_What this task involves_. Starting at the line below holding "You are given a photograph. Your task: indicate the nettle" and stopping at the line holding "reply: (242, 231).", print every line exactly, both ends included, and leave the rest out.

============================================================

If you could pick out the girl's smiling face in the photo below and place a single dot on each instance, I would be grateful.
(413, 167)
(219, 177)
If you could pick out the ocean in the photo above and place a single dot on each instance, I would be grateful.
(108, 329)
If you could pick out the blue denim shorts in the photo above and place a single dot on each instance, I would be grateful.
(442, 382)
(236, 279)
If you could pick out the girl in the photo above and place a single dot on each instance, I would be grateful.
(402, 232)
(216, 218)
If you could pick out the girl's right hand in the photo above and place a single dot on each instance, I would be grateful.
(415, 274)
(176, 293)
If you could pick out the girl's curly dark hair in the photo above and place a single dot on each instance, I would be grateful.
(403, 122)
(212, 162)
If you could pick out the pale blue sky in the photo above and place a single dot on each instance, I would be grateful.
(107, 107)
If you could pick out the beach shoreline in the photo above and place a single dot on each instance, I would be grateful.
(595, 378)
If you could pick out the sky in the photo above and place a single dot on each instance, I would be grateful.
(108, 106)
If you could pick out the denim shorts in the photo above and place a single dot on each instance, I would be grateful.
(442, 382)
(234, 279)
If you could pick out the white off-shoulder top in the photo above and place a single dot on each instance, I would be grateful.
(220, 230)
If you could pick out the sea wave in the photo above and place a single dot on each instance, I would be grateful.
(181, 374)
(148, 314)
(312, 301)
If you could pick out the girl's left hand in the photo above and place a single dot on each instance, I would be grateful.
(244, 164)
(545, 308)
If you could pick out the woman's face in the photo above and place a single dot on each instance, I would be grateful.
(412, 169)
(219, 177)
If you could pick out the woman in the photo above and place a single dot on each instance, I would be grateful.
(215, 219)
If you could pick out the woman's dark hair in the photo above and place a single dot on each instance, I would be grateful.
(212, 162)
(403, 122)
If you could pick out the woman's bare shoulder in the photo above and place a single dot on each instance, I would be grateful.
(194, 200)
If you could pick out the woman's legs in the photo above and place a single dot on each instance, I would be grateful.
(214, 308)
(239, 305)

============================================================

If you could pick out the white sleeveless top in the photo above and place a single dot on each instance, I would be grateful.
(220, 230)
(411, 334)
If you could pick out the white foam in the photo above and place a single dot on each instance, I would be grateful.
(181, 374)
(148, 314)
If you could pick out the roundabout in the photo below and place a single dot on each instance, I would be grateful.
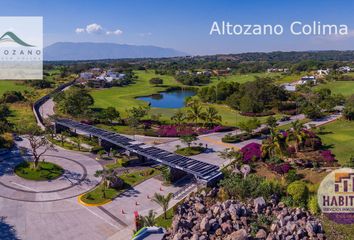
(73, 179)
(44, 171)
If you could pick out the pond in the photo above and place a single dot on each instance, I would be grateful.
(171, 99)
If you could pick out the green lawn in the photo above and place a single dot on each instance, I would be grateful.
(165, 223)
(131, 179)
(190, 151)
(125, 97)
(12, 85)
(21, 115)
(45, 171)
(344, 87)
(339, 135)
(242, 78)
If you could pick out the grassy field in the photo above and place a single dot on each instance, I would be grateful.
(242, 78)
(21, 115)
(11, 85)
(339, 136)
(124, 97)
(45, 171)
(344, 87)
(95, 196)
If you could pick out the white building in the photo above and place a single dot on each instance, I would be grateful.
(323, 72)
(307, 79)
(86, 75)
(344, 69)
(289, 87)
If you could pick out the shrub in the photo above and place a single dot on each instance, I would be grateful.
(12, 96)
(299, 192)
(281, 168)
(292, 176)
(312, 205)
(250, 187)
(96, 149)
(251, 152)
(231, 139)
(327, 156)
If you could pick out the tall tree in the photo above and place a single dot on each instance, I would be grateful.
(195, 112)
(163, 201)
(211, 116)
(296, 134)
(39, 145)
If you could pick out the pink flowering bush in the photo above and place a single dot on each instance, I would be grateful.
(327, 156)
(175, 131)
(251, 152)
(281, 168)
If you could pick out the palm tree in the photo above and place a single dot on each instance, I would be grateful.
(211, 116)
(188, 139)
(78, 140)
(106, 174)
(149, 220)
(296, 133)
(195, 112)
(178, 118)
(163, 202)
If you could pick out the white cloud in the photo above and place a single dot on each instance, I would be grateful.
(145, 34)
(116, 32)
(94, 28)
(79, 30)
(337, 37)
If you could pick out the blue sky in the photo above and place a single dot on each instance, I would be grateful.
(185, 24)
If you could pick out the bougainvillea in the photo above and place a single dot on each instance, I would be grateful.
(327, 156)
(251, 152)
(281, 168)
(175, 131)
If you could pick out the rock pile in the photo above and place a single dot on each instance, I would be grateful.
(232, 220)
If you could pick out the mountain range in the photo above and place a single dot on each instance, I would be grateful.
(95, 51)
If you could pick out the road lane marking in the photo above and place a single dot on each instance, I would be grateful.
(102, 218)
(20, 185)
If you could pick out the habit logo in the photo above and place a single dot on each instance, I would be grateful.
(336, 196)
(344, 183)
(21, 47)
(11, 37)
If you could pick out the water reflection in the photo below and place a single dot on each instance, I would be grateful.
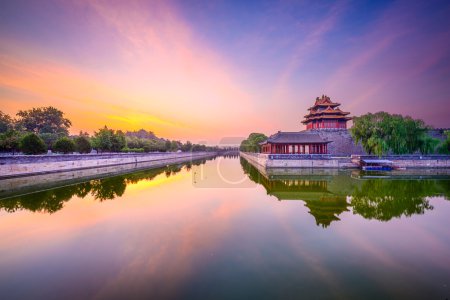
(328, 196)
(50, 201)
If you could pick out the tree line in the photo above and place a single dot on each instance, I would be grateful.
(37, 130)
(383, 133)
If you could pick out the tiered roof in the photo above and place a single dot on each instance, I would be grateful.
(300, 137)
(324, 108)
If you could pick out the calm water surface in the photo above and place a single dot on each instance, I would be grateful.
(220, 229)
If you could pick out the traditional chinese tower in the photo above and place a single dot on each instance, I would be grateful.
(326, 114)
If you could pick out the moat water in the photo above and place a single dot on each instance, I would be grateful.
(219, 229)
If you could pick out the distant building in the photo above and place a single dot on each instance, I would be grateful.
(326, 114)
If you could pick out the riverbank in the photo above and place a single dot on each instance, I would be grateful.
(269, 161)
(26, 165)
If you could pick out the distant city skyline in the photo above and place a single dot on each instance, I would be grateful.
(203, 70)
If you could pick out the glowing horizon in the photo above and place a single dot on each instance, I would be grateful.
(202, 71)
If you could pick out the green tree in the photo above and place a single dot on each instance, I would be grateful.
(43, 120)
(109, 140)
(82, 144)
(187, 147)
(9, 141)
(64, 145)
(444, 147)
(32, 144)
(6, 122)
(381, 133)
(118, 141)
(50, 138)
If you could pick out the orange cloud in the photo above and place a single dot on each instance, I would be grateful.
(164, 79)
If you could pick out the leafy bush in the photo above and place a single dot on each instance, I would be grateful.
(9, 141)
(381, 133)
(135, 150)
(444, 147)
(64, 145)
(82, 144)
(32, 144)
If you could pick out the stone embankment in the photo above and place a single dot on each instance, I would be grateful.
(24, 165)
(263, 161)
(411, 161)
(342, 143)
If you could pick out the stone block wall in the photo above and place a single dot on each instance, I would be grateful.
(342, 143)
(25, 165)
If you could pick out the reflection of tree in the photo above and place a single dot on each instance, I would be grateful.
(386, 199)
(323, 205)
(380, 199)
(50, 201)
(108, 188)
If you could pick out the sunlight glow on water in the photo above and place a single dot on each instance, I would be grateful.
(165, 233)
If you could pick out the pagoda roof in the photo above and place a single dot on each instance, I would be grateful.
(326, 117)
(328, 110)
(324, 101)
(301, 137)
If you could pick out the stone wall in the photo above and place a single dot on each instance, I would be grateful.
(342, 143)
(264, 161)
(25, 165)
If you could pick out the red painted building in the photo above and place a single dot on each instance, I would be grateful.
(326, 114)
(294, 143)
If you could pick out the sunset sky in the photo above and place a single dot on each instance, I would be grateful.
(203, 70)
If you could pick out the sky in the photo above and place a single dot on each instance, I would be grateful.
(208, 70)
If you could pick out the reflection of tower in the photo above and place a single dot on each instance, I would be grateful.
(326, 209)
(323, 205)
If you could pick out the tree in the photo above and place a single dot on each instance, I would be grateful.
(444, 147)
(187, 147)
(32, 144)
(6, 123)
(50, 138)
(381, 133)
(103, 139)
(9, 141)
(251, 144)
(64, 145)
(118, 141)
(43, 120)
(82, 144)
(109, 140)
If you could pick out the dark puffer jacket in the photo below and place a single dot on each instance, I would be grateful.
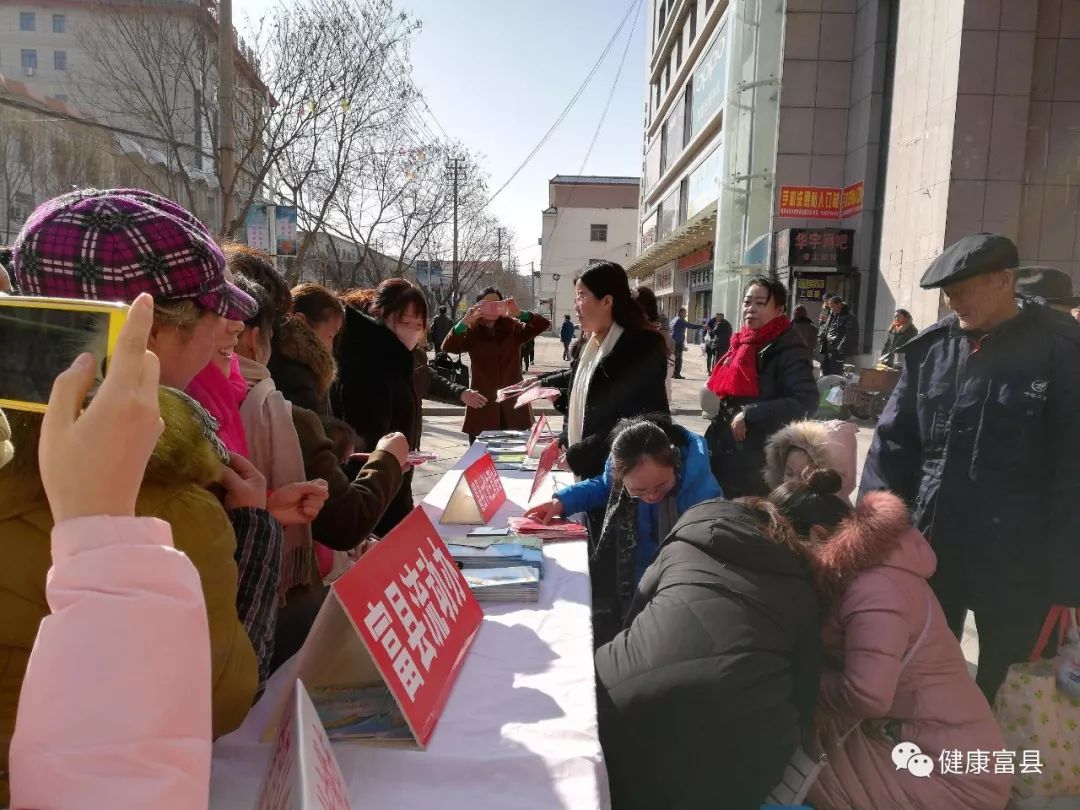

============================================================

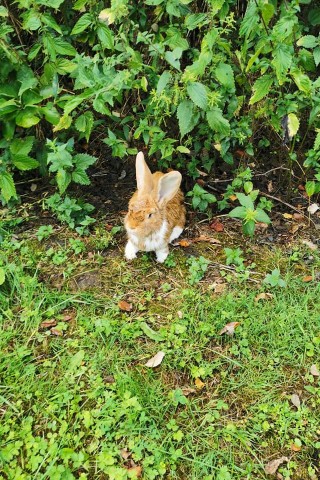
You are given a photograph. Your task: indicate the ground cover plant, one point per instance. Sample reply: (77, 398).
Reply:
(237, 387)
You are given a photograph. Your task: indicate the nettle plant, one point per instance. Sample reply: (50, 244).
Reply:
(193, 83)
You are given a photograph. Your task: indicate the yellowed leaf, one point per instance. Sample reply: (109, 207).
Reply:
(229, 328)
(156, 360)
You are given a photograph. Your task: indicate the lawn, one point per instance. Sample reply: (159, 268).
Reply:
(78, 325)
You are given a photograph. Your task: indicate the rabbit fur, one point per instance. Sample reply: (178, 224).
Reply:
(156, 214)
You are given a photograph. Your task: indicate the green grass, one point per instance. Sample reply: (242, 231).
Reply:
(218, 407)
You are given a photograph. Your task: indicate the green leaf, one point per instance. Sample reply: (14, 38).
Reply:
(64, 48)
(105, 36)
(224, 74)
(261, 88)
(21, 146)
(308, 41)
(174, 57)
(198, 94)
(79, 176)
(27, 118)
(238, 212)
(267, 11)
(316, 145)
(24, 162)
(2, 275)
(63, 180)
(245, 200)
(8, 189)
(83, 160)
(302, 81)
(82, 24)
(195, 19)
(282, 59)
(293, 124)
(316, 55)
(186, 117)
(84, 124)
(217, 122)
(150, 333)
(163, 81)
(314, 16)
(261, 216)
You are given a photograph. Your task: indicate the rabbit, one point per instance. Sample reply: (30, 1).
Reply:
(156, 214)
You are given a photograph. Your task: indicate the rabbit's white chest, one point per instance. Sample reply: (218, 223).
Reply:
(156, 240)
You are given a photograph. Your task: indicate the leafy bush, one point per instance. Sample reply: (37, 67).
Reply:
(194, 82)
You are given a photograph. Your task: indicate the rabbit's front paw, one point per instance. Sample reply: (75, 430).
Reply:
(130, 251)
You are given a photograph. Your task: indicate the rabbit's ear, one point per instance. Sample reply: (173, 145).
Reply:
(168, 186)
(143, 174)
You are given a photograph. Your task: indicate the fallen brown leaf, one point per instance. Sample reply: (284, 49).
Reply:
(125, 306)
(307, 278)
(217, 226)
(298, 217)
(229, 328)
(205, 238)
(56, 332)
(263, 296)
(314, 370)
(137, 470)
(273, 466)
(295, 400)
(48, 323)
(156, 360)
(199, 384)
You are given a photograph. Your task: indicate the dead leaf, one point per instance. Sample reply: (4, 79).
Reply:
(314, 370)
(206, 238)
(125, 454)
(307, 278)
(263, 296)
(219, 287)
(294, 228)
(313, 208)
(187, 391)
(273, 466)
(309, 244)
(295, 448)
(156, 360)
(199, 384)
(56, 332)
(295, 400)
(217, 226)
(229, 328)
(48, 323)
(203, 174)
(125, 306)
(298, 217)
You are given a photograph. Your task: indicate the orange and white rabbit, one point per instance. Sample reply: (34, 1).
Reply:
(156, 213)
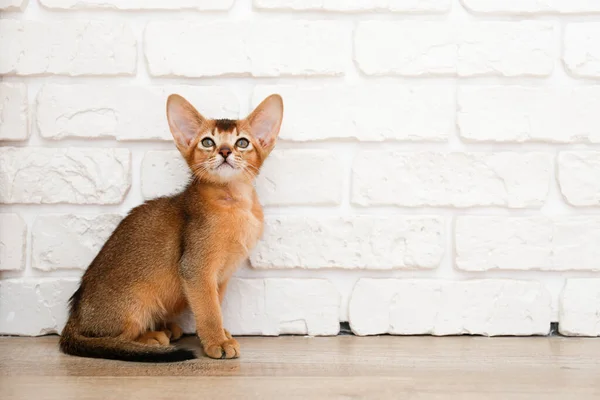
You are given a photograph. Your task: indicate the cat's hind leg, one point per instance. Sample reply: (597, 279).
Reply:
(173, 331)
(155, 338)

============================================================

_Answer for the task_.
You are given a photograph. Your task: indicate the nettle plant, one point per instance. Sample reply: (50, 244).
Reply:
(193, 83)
You are given a photograph. Your task: indicate the yellowed leaf, one point per instance. Sample reply: (109, 207).
Reply:
(229, 328)
(156, 360)
You are given a photograph. Your task: indicate the lawn, one point per instance. Sample reply: (159, 268).
Reply:
(78, 325)
You are given a photograph. Your task: indicate the rabbit fur, one point per instance. Sample reply: (178, 224).
Reply:
(156, 214)
You are given a photograph. Your task: indicate the green grass, one point per instance. Sample reply: (242, 231).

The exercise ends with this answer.